- _Exercise requirements_:
The records below should be set down in full, please, without any change.

Data excerpts:
· · · ·

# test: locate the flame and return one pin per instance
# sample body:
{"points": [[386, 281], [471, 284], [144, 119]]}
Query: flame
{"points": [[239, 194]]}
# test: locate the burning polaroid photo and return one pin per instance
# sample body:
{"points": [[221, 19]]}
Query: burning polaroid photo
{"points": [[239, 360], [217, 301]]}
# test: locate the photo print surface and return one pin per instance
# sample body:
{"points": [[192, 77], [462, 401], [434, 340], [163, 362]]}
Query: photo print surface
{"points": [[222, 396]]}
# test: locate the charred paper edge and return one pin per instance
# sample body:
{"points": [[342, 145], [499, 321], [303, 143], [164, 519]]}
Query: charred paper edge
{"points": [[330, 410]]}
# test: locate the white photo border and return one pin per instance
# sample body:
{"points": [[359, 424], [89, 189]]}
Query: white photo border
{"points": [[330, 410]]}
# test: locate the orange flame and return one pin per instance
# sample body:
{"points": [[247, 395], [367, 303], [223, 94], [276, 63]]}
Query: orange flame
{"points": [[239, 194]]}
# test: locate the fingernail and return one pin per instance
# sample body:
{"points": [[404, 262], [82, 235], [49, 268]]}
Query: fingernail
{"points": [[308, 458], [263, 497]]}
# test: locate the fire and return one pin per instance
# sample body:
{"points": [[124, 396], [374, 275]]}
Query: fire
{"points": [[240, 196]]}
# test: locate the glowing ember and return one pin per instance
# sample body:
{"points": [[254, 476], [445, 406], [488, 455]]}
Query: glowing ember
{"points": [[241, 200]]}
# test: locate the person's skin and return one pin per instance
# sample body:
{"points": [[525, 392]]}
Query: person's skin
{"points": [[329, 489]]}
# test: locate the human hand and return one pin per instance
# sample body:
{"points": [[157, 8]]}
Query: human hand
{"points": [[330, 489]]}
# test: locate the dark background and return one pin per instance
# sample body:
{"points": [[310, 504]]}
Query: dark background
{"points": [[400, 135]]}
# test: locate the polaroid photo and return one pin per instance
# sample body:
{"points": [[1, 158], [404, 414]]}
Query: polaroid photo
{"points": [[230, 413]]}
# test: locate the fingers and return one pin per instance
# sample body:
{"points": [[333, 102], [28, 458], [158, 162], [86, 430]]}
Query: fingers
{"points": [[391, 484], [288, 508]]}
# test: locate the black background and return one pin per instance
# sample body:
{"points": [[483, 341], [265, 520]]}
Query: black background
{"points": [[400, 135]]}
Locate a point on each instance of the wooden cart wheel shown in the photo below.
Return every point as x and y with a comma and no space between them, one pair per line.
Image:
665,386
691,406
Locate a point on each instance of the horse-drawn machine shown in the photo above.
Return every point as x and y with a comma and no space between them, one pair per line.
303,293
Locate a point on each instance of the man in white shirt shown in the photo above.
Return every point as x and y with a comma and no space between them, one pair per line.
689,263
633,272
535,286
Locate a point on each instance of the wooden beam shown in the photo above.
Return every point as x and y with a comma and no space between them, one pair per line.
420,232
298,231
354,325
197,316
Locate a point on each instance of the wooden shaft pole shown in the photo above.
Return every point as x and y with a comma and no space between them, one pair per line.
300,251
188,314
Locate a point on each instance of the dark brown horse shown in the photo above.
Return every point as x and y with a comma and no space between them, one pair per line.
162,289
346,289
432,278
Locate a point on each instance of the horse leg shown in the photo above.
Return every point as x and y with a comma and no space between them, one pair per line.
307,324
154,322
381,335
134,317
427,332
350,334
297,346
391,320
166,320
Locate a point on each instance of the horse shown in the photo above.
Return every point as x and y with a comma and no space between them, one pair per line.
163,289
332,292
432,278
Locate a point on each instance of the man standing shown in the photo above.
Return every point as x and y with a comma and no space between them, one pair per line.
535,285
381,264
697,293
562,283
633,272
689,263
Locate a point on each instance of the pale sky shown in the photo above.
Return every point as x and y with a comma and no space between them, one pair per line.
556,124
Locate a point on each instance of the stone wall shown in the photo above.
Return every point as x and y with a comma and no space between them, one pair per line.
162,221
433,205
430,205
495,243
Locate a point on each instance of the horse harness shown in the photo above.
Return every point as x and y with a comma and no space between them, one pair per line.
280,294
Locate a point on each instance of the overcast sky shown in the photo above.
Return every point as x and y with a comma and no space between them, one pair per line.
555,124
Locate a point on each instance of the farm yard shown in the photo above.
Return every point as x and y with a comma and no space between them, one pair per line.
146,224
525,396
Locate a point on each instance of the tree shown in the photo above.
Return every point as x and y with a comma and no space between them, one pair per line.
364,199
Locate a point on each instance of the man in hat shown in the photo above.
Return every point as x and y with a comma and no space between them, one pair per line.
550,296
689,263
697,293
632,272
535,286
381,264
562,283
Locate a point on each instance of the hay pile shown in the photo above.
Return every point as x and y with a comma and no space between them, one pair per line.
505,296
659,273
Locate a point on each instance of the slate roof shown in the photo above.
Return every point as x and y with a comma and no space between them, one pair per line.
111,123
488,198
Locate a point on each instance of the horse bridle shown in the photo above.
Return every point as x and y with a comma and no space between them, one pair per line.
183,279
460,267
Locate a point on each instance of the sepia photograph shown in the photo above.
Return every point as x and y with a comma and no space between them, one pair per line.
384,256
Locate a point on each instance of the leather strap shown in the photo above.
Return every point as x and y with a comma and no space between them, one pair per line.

· · · ·

- _Task response_:
# test: locate the flame and return one pin per instance
# sample body:
{"points": [[386, 281], [471, 284], [144, 119]]}
Query: flame
{"points": [[239, 194]]}
# test: locate the burning polaroid photo and return one pin per instance
# sample body:
{"points": [[221, 19]]}
Query: burning polaroid photo
{"points": [[239, 360], [217, 301]]}
# test: locate the photo print surface and return one pin per instance
# sample body:
{"points": [[192, 77], [462, 401], [434, 340], [163, 362]]}
Query: photo print surface
{"points": [[222, 396]]}
# test: locate the charred paper edge and return one pin per instance
# sample body:
{"points": [[342, 145], [499, 321], [303, 143], [164, 519]]}
Query: charred paper edge
{"points": [[330, 410]]}
# test: locate the white photo border and return one pin per instance
# sample body:
{"points": [[359, 424], [89, 189]]}
Query: white photo border
{"points": [[330, 410]]}
# test: locate the orange flame and return one pin per instance
# sample body:
{"points": [[247, 395], [367, 303], [223, 94], [276, 63]]}
Query: orange flame
{"points": [[239, 194]]}
# test: locate the fingernail and return one pin per instance
# sample body:
{"points": [[404, 262], [82, 235], [49, 268]]}
Query: fingernail
{"points": [[308, 458], [263, 497]]}
# test: locate the fire and return one pin per instance
# sample body:
{"points": [[124, 396], [374, 275]]}
Query: fire
{"points": [[240, 196]]}
# test: locate the glowing ember and return one pin per instance
# sample body:
{"points": [[254, 476], [445, 406], [488, 455]]}
Query: glowing ember
{"points": [[241, 200]]}
# test: locate the person's skin and return one pin per instance
# sample body:
{"points": [[525, 392]]}
Query: person's skin
{"points": [[329, 489]]}
# test: locate the human hand and return one pin per instance
# sample body:
{"points": [[157, 8]]}
Query: human hand
{"points": [[330, 489]]}
# test: locate the dark background and return one pin per instance
# sample body:
{"points": [[310, 504]]}
Query: dark background
{"points": [[400, 135]]}
# test: locate the polaroid photo and return one pin per instance
# sample body:
{"points": [[1, 158], [404, 414]]}
Query: polaroid photo
{"points": [[230, 413]]}
# test: locate the fingers and return one pin per instance
# sample body:
{"points": [[333, 102], [28, 458], [158, 162], [86, 430]]}
Query: fingers
{"points": [[391, 484], [288, 508]]}
# test: locate the black background and return one pin per instance
# sample body:
{"points": [[483, 341], [265, 520]]}
Query: black background
{"points": [[400, 135]]}
Locate a point on each instance of the wooden cart wheel shown in the photo below.
Return every point as x and y with a comma and no space between them, one pair per line.
Image:
665,386
691,406
Locate a point on each instance of the horse-drawn machine shown in the photo above.
Return every point as x and y with a comma and no space between them, one pair per line.
303,293
Locate a point on each instance of the man in white shirt shown in the photo above.
Return every point as x and y with a comma and no space between them, one pair per line.
689,263
633,272
535,286
Locate a point on each instance of the wooden beam shown in the photo above.
Return every point as x and y with a comma and no space between them, one pair per line.
420,232
298,231
354,325
197,316
Locate a point on each instance of the wooden shaft pole shown in the photo above.
Return every point as x and y with a comma and no space between them, one pair per line.
300,251
188,314
Locate a point on each instance of the dark brown horse shown in the photo above.
Return every point as x and y with a comma and no space between them, one pair per line.
162,289
346,289
432,278
Locate a point on each instance of the horse leg shown in the photo above.
Return every point as x and y with a comma and no space between them, one pair per line.
307,324
154,322
381,335
134,317
427,332
350,334
297,346
391,320
166,320
Locate a point on each instance of the horse shown in the photo above.
Return every point as x and y with a comma and no space between them, one pair per line.
163,289
332,292
432,278
Locate a point on each instance of the man standing shown in the photo above.
Return every point as x and y with a comma and no space between them, one pair per line.
535,285
381,264
697,293
562,283
633,272
689,263
Locate a point on each instance of the pale sky shown in the photo above.
Return every point as x and y with a comma and no space between them, one pair per line.
556,124
Locate a point on each instance of the stone wall shown in the photo above.
Return every point as x and y with a comma and no space between them, one pair per line.
162,221
433,205
430,205
495,243
Locate a point on each instance of the horse harness shown in the photo above.
Return every point as x and y with a comma and no space between them, one pair per line.
280,294
Locate a point on each instance of the overcast sky shown in the photo above.
Return every point as x and y with a comma and no space between them, one pair per line.
555,124
Locate a point on each instance of the farm yard shown in the photo above.
Return every point as x and y with a comma and no space between them, one pair per line.
146,224
525,396
Locate a point on each instance of the tree shown in the photo above.
Return every point as x and y with a comma and no space between them, one pair per line.
364,199
Locate a point on each instance of the man in hat shown in the photo above.
Return every point as x and y with a comma and no space between them, one pair per line.
550,296
689,263
697,293
632,272
535,286
381,264
562,283
Locate a point on each instance of the hay pile shown in the photo above.
Return every point as x and y with a comma and no space between them, one pair per line.
505,296
659,273
Locate a point on each instance of the slate roof shown in the photo above.
Return every point as x and y with a comma and no space between them, one pair per line.
111,123
488,198
Locate a point on each instance of the horse bridle shown in the photo above.
Return every point as x and y with a comma and no space between them, one pair per line.
183,279
460,267
Locate a point on each instance of the sepia photograph shown in the photo above.
Return every point as x and y with a comma and no space between them, one pair per line.
384,256
Locate a point on each instance of the leather strap shown in the photo above.
Return every point as x and y with a comma and no space between them, one pair per line.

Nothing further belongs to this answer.